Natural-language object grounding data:
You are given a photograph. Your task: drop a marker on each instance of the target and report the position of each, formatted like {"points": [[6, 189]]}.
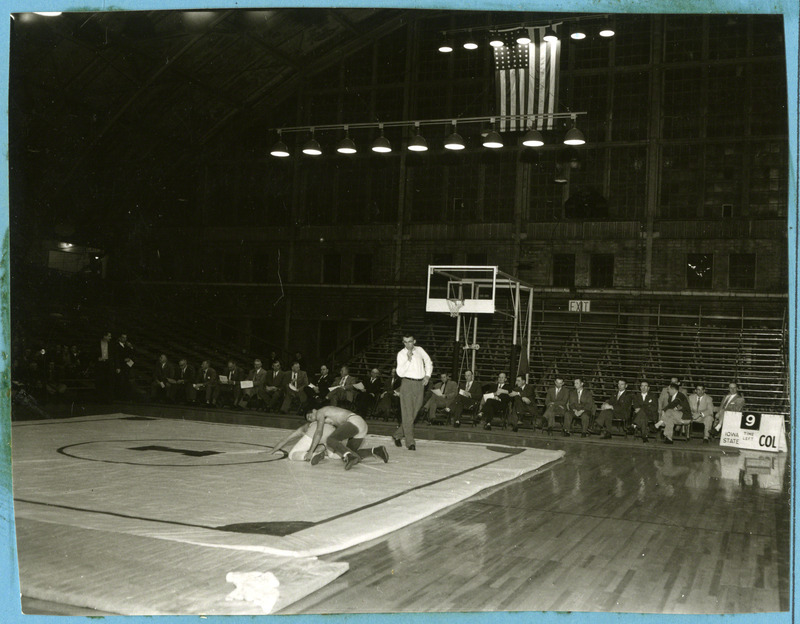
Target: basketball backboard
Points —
{"points": [[474, 285]]}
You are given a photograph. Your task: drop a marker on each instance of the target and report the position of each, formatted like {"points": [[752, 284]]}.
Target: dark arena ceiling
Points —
{"points": [[113, 105]]}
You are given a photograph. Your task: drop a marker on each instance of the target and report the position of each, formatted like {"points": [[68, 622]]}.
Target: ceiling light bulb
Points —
{"points": [[533, 138]]}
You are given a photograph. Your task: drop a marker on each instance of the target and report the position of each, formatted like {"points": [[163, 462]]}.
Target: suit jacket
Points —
{"points": [[187, 375], [680, 402], [162, 373], [735, 404], [322, 382], [374, 386], [449, 391], [705, 408], [663, 398], [258, 377], [621, 405], [649, 404], [528, 392], [208, 377], [585, 403], [236, 375], [475, 392], [277, 379], [302, 380], [562, 400], [504, 398]]}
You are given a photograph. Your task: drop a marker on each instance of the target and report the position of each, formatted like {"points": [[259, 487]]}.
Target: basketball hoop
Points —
{"points": [[455, 306]]}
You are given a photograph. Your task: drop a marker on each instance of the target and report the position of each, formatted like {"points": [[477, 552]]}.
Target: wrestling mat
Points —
{"points": [[139, 515]]}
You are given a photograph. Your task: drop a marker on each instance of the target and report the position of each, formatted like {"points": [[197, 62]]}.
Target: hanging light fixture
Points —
{"points": [[470, 43], [533, 138], [454, 141], [577, 33], [418, 142], [279, 150], [311, 146], [550, 35], [493, 140], [574, 136], [346, 145], [381, 144]]}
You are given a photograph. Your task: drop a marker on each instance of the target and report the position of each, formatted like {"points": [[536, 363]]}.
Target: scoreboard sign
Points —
{"points": [[750, 430]]}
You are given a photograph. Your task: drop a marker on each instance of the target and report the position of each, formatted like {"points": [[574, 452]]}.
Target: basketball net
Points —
{"points": [[455, 306]]}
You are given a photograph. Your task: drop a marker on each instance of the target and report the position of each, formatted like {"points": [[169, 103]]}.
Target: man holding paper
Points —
{"points": [[469, 395], [415, 368], [442, 395], [344, 388], [297, 381], [496, 401]]}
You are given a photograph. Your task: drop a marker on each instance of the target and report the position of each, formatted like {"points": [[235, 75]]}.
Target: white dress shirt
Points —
{"points": [[415, 364]]}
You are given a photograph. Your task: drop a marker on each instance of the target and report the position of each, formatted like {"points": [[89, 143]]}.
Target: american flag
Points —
{"points": [[527, 78]]}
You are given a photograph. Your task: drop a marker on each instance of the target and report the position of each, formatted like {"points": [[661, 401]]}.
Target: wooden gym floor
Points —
{"points": [[616, 526]]}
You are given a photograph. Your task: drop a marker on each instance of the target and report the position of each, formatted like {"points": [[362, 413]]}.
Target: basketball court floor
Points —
{"points": [[163, 510]]}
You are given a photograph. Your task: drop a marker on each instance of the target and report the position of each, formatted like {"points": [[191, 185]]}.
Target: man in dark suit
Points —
{"points": [[236, 375], [524, 398], [273, 390], [580, 405], [184, 380], [497, 403], [447, 392], [645, 410], [319, 387], [258, 375], [618, 406], [207, 383], [342, 389], [163, 384], [367, 400], [104, 378], [122, 354], [295, 388], [677, 410], [389, 399], [555, 404], [469, 395]]}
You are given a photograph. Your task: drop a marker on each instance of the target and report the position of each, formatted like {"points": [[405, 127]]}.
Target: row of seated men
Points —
{"points": [[273, 390], [635, 412]]}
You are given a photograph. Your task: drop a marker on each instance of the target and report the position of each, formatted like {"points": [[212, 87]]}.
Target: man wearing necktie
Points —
{"points": [[702, 410], [580, 405], [297, 381], [524, 403], [469, 395], [555, 402], [618, 406], [342, 389], [733, 402], [415, 368]]}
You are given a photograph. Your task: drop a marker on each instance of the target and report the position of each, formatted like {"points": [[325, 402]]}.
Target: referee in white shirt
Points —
{"points": [[414, 366]]}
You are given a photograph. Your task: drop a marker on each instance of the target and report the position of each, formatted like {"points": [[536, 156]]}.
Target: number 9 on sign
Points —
{"points": [[751, 422]]}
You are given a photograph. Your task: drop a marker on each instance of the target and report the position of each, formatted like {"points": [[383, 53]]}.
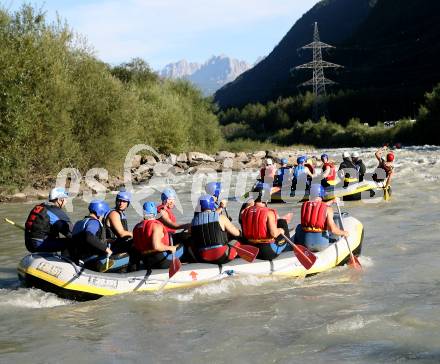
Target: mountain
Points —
{"points": [[209, 76], [389, 50], [270, 78]]}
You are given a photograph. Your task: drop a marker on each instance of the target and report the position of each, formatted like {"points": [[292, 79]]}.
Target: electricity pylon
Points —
{"points": [[319, 80]]}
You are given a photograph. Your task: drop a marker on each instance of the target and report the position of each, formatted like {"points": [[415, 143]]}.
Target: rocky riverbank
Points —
{"points": [[144, 167]]}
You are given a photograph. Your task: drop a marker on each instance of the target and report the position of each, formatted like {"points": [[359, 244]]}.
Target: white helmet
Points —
{"points": [[58, 192]]}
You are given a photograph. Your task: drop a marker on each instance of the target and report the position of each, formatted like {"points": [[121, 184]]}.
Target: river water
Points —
{"points": [[388, 313]]}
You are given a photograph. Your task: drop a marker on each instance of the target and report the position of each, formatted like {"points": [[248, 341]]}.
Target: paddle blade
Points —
{"points": [[354, 263], [304, 255], [174, 267], [247, 252]]}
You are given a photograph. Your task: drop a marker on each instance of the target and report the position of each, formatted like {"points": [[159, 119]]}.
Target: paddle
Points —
{"points": [[304, 255], [353, 262], [14, 224], [174, 267], [247, 252]]}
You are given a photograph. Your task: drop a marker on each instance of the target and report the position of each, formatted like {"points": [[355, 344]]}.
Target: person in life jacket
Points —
{"points": [[328, 172], [261, 226], [116, 224], [359, 165], [215, 189], [46, 222], [267, 173], [385, 170], [211, 233], [347, 170], [152, 241], [302, 176], [283, 174], [167, 217], [317, 222], [89, 233]]}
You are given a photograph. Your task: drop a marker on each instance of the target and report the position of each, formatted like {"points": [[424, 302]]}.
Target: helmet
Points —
{"points": [[149, 208], [167, 193], [263, 190], [123, 196], [206, 202], [99, 207], [316, 190], [214, 189], [58, 192]]}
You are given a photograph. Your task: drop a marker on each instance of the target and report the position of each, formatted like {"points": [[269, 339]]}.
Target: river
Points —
{"points": [[388, 313]]}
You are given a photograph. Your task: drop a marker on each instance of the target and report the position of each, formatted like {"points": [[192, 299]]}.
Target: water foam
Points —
{"points": [[30, 298]]}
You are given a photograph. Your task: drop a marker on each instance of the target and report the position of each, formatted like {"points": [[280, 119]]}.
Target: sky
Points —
{"points": [[166, 31]]}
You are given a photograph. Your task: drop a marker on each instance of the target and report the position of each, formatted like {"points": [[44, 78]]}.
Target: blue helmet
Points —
{"points": [[316, 190], [213, 189], [99, 207], [207, 202], [123, 196], [263, 190], [167, 193], [149, 208]]}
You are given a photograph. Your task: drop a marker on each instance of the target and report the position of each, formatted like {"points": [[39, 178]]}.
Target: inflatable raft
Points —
{"points": [[58, 274], [354, 192]]}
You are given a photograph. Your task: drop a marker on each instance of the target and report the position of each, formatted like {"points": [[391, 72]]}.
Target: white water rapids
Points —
{"points": [[389, 313]]}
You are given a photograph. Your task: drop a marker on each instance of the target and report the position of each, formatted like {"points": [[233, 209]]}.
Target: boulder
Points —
{"points": [[149, 159], [254, 163], [242, 157], [199, 157], [222, 155], [171, 159]]}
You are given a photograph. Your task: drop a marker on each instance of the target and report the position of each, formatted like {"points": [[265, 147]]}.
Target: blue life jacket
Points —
{"points": [[299, 170], [206, 231]]}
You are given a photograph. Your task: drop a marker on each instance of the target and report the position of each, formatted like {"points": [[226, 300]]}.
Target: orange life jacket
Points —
{"points": [[254, 224], [332, 175], [314, 216], [143, 236], [170, 215]]}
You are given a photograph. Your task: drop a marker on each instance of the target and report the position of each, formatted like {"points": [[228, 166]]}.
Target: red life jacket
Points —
{"points": [[170, 215], [314, 216], [143, 236], [254, 224], [332, 175], [38, 223]]}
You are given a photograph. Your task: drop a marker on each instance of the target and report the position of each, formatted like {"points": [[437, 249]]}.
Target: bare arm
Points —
{"points": [[388, 182], [157, 240], [274, 231], [332, 227], [165, 219], [115, 223], [326, 172], [228, 226]]}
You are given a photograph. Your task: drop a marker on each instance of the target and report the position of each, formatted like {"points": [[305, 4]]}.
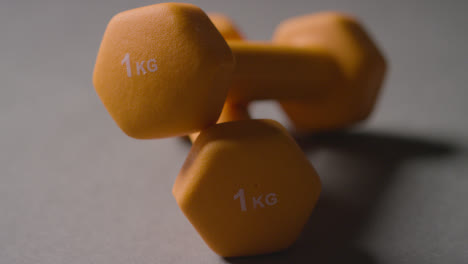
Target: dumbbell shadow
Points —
{"points": [[356, 170]]}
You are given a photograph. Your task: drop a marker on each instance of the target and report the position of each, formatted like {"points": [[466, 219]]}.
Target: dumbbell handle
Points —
{"points": [[267, 71]]}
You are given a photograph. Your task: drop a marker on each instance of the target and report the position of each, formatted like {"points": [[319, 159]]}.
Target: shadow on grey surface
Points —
{"points": [[357, 170]]}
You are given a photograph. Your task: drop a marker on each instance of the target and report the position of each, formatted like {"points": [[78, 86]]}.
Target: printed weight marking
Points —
{"points": [[257, 202]]}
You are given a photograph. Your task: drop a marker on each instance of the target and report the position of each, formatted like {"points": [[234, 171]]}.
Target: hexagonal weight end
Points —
{"points": [[247, 188], [359, 58]]}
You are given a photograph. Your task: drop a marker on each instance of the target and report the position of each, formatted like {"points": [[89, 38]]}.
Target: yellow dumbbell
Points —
{"points": [[247, 188], [224, 171], [231, 111], [164, 70]]}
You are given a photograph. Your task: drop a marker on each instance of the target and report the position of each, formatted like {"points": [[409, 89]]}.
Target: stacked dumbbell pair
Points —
{"points": [[247, 188]]}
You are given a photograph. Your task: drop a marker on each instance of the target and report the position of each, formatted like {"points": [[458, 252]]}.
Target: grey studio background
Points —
{"points": [[75, 190]]}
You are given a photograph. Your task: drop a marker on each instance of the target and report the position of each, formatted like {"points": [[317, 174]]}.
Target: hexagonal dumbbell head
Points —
{"points": [[247, 188], [225, 26], [157, 57], [358, 57]]}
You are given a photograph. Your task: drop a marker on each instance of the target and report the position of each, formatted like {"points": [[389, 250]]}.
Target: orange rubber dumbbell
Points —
{"points": [[164, 70], [247, 188]]}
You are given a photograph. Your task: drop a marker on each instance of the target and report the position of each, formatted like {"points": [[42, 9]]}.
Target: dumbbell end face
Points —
{"points": [[162, 70], [247, 188], [226, 26], [362, 64]]}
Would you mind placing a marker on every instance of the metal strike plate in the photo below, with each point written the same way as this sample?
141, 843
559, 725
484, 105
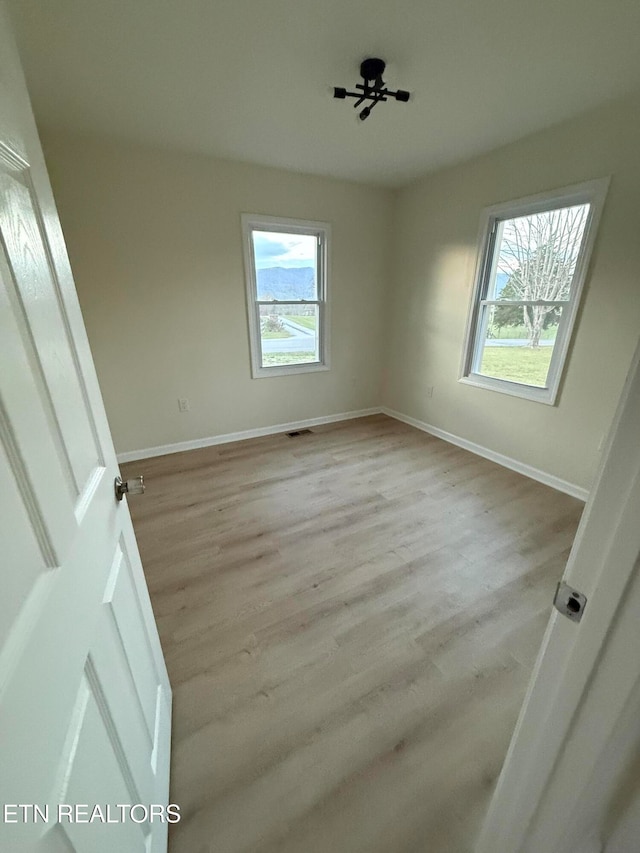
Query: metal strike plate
129, 487
570, 602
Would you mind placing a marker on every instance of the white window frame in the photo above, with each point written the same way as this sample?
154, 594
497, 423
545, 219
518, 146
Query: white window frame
322, 230
590, 192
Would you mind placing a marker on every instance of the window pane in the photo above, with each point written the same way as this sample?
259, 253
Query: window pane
286, 265
289, 334
537, 254
518, 342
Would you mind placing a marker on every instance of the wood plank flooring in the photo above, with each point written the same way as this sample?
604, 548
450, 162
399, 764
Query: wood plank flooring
349, 619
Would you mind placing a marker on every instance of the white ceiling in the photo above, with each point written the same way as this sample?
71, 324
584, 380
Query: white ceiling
252, 79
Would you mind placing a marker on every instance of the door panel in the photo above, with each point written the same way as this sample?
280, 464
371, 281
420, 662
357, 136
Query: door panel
85, 703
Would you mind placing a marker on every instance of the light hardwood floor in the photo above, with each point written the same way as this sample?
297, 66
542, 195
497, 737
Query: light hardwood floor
349, 619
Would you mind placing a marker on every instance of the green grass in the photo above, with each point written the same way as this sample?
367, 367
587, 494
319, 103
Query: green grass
271, 359
518, 364
269, 336
309, 322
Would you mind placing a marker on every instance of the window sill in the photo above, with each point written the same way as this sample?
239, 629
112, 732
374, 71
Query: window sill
288, 369
513, 389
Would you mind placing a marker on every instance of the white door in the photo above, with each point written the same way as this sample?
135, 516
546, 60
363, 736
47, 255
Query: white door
570, 782
84, 696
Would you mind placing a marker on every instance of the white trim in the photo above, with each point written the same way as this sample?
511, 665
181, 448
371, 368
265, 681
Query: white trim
592, 192
259, 432
494, 456
322, 230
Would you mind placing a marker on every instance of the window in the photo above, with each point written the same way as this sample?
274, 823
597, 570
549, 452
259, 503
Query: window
286, 271
532, 264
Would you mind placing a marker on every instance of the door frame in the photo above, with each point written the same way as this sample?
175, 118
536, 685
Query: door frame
551, 795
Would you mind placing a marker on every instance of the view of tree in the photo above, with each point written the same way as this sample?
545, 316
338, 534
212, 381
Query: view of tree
539, 254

The task:
Counting every line of the records above that has the word "shadow", state the total and give nothing besides it.

Response:
2